* **TEXT SECTION**
........

Halfway to reality

7 March 2018



Ten years after its inception, the international Iter project has passed the halfway mark. Judith Perera reviews the progress.


THE ITER ORGANISATION CELEBRATED ITS 10th anniversary in 2017 after what it described as “a very significant year.” The project, which is being built in Cadarache, southern France by a scientific partnership of 35 countries also passed the halfway mark towards first plasma. It will be the world’s largest experimental tokamak fusion facility. Europe contributes almost half of the construction costs (45.6%), while the other six members – China, India, Japan, South Korea, Russia and the United States – contribute equally to the rest (9.1% each).

All the milestones set by the Iter Council were met in 2017. Preparation for machine assembly has begun and the cryoplant, the twin magnet power conversion buildings, and the cooling tower zone have received their first equipment. In factories on three continents, Iter members continued to manufacture strategic Iter components that were delivered to the site as planned. In the Poloidal Field Coil Winding Facility, Europe began manufacturing the fifth poloidal field coil. Nearby in the Cryostat Workshop, Indian contractors started work on a second cryostat section—the lower cylinder—and continued to advance welding and nondestructive examination testing of the cryostat base.

When the Iter project was formally launched in 2007 the estimated cost was €5bn. Construction began in 2010 but there have been delays. First plasma, originally scheduled for 2018, and the start of deuterium-tritium operation for 2026 were deferred until November 2019 and March 2027, respectively. By 2011, the budget forecast had risen to about €16bn and in May 2016 newly appointed Iter chief Bernard Bigot said the project would be delayed by more than a decade and incur cost overruns of another €4bn, estimating the overall cost to commissioning to be at least €18bn ($22bn).

More than 80% of the cost of Iter is contributed as components manufactured by the partners. Many of these massive components of the Iter machine must be precisely fitted—for example, 17-metre-high magnets with less than a millimetre of tolerance. Each component must be ready on time to fit into the Master Schedule for machine assembly. Members asked for this arrangement for three reasons. First, most of the Iter costs paid by any member are paid to that member’s companies, which means the funding stays in-country. Second, the companies involved build new industrial expertise in major fields—such as electromagnetism, cryogenics, robotics, and materials science. Third, this new expertise leads to innovation and spin-offs in other fields.

........

Region annotation entries:
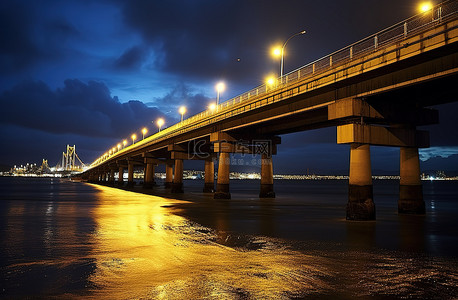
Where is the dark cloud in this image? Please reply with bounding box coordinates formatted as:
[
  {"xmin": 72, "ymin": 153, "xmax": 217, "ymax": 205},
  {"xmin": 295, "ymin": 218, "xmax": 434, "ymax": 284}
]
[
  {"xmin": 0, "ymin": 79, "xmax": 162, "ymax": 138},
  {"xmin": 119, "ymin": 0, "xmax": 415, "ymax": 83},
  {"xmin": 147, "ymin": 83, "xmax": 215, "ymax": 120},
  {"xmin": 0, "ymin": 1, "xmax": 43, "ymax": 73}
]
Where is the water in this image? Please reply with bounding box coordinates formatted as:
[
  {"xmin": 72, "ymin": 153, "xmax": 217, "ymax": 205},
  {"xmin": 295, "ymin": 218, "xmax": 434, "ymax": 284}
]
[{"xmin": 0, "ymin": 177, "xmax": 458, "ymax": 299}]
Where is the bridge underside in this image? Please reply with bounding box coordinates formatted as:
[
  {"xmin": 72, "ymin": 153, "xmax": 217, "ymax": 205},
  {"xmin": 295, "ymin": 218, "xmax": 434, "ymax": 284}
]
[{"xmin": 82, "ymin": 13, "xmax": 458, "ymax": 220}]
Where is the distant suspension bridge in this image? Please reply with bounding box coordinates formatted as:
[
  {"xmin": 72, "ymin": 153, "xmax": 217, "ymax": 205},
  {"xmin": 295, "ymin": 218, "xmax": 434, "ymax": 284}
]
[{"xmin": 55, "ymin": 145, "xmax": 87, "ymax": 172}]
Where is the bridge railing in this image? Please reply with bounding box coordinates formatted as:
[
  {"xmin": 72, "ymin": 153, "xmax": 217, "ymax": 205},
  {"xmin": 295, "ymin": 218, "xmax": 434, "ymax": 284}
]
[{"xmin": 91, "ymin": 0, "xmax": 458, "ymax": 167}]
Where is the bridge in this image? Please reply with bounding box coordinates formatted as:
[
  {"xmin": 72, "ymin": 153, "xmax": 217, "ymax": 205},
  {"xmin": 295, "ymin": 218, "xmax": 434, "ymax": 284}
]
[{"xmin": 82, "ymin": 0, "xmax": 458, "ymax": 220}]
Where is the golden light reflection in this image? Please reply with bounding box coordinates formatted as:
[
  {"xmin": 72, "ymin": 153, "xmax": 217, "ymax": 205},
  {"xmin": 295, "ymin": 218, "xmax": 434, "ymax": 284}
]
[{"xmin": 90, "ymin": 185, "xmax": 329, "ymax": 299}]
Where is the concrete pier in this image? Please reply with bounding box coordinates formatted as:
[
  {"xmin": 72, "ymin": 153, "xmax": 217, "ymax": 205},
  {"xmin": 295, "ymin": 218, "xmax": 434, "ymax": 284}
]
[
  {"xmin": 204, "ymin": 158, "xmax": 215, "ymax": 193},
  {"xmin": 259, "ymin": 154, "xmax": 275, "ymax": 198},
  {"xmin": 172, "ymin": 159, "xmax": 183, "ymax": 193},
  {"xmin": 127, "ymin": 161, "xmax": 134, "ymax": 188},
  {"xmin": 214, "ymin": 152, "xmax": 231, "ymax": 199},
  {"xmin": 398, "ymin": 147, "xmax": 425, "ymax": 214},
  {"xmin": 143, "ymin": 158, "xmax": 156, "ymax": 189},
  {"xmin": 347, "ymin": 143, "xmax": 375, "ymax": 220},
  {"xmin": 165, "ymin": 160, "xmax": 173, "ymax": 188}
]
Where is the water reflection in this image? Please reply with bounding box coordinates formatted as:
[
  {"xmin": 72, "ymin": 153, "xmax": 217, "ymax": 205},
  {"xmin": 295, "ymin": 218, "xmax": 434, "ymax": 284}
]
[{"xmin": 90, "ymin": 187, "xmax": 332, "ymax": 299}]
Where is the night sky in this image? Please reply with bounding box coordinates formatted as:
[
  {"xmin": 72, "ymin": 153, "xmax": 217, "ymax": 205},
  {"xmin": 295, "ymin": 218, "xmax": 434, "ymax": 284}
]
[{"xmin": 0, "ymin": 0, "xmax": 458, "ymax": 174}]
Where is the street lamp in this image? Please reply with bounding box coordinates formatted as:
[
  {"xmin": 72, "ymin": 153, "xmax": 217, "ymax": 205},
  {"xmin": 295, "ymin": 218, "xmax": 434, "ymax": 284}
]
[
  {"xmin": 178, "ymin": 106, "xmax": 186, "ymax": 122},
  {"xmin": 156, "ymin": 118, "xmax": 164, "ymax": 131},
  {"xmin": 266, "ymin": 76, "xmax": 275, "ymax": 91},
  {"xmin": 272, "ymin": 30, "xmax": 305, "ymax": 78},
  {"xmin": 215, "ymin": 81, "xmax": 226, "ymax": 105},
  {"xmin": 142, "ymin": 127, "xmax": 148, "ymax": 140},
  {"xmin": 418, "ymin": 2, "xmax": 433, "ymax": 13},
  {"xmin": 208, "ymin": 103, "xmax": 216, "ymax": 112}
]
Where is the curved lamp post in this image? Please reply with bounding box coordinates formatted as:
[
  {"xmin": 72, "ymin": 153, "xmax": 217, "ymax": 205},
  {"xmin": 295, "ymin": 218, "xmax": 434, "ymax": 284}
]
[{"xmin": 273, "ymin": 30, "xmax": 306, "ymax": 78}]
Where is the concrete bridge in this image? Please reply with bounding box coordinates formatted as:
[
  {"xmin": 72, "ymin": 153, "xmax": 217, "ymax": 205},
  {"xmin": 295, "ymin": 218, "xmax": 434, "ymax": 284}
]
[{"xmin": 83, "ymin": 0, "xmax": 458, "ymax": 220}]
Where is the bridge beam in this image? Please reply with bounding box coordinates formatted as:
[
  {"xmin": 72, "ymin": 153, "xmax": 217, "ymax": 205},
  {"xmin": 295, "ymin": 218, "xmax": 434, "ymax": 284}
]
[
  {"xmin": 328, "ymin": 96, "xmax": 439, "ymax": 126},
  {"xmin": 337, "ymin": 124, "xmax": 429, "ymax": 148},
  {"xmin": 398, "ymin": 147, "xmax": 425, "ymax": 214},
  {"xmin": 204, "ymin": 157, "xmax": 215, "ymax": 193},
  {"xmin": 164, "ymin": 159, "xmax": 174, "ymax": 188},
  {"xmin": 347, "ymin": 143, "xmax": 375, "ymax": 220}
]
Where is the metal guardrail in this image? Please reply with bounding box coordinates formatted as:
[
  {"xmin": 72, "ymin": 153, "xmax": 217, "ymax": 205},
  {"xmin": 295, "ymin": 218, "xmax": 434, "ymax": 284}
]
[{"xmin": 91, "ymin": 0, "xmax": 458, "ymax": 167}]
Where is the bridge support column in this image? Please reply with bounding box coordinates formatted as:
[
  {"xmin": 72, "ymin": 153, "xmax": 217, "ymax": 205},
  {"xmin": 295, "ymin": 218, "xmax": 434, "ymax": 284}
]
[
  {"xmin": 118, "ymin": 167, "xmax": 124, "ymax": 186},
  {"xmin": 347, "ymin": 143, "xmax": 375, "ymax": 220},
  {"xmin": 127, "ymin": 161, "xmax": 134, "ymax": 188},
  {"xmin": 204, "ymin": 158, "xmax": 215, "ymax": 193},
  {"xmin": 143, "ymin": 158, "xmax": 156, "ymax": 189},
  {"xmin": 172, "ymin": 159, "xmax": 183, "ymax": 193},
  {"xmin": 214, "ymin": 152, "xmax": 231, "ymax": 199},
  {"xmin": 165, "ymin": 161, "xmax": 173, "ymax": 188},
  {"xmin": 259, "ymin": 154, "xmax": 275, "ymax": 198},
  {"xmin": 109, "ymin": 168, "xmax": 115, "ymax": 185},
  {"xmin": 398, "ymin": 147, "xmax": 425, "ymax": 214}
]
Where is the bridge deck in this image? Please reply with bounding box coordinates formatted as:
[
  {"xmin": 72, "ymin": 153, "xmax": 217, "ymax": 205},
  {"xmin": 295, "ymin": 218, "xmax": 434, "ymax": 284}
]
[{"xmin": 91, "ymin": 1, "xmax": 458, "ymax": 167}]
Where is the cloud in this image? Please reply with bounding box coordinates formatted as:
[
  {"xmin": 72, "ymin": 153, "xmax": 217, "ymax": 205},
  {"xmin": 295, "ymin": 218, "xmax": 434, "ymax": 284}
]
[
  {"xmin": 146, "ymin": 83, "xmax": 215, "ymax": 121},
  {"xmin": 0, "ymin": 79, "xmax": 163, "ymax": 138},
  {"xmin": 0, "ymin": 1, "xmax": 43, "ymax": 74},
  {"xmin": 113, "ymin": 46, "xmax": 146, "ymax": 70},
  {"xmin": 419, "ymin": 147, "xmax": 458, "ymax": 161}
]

........

* **SET OF TASKS**
**1.** According to the Iter article, what share of the construction costs does Europe contribute?
**2.** Write out the stretch of the Iter article from "Halfway to reality" through "reviews the progress.".

* **EXERCISE RESULTS**
**1.** Almost half, 45.6% of the construction costs.

**2.**
Halfway to reality

7 March 2018



Ten years after its inception, the international Iter project has passed the halfway mark. Judith Perera reviews the progress.